**EXTRAHIERTER TEXT:**
⁂

Gleichzeitig ändern sich auch die Geräte selbst. Die neuen kommen von einem anderen Hersteller und funktionieren anders. Sie sind akkubetrieben, leistungsstärker und schneller als die bisherigen. Zwar sind sie immer noch schwer, aber durch die fehlenden Kabel deutlich flexibler einsetzbar. Kommandant Bernd Betzler zeigt sich optimistisch: „Mit den neuen akkubetriebenen Geräten können wir schneller und an ganz anderen Orten arbeiten und Menschen in Not noch effizienter helfen.“

Was wurde geübt?

⁂

**ZU LÖSENDE AUFGABEN:**
• A. Erklären Sie anhand des Textes über die neuen Geräte in ein bis drei Sätzen, warum diese trotz ihres Gewichts flexibler einsetzbar sind.
• B. Beantworten Sie zum Text über die neuen Geräte kurz diese Fragen:
(i) Woher kommen die neuen Geräte?
(ii) Womit werden die neuen Geräte betrieben?
(iii) Welche Funktion hat Bernd Betzler?
• C. Schreiben Sie aus dem Text über die neuen Geräte die Stelle ab, die mit „Gleichzeitig ändern sich“ beginnt und mit „Was wurde geübt?“ endet.

**ANGEZEIGTE DATEN:**
⁂

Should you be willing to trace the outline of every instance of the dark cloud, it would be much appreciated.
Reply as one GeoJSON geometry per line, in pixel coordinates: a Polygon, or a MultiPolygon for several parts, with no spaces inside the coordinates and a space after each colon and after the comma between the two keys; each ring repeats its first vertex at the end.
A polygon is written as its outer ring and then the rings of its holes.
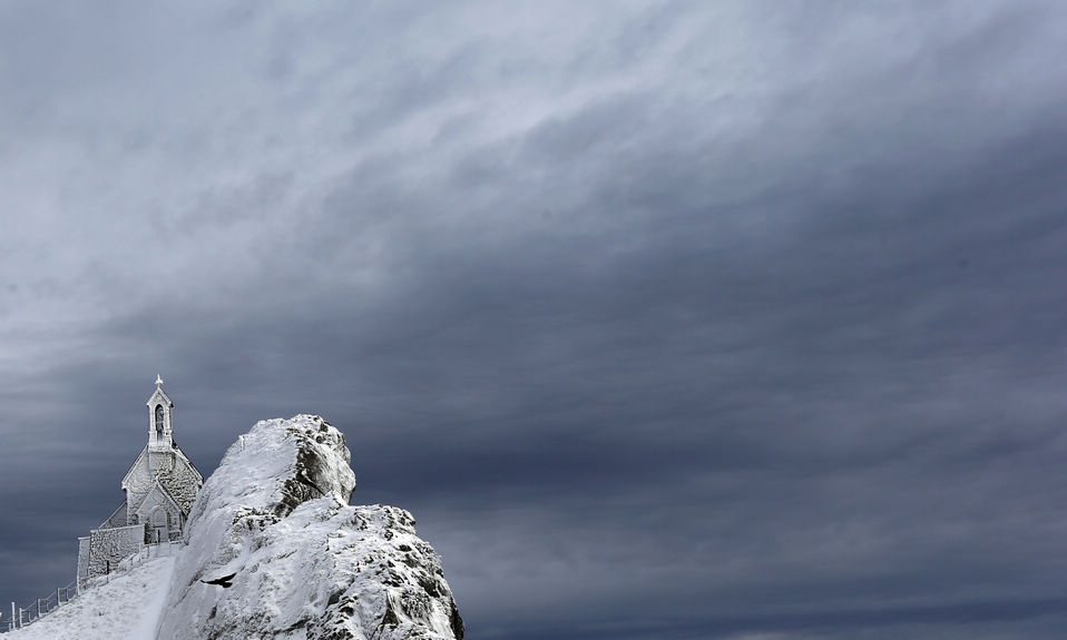
{"type": "Polygon", "coordinates": [[[341,427],[472,634],[1063,634],[1055,3],[0,11],[0,598],[163,373],[204,472],[341,427]]]}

⁂

**LÖSUNGEN JE AUFGABE:**
• A. Die neuen Geräte sind akkubetrieben und brauchen deshalb keine Kabel. Ohne Kabel lassen sie sich deutlich flexibler einsetzen, auch wenn sie immer noch schwer sind.

• B.
(i) Von einem anderen Hersteller.
(ii) Mit Akkus.
(iii) Er ist Kommandant.

• C.
Gleichzeitig ändern sich auch die Geräte selbst. Die neuen kommen von einem anderen Hersteller und funktionieren anders. Sie sind akkubetrieben, leistungsstärker und schneller als die bisherigen. Zwar sind sie immer noch schwer, aber durch die fehlenden Kabel deutlich flexibler einsetzbar. Kommandant Bernd Betzler zeigt sich optimistisch: „Mit den neuen akkubetriebenen Geräten können wir schneller und an ganz anderen Orten arbeiten und Menschen in Not noch effizienter helfen.“

Was wurde geübt?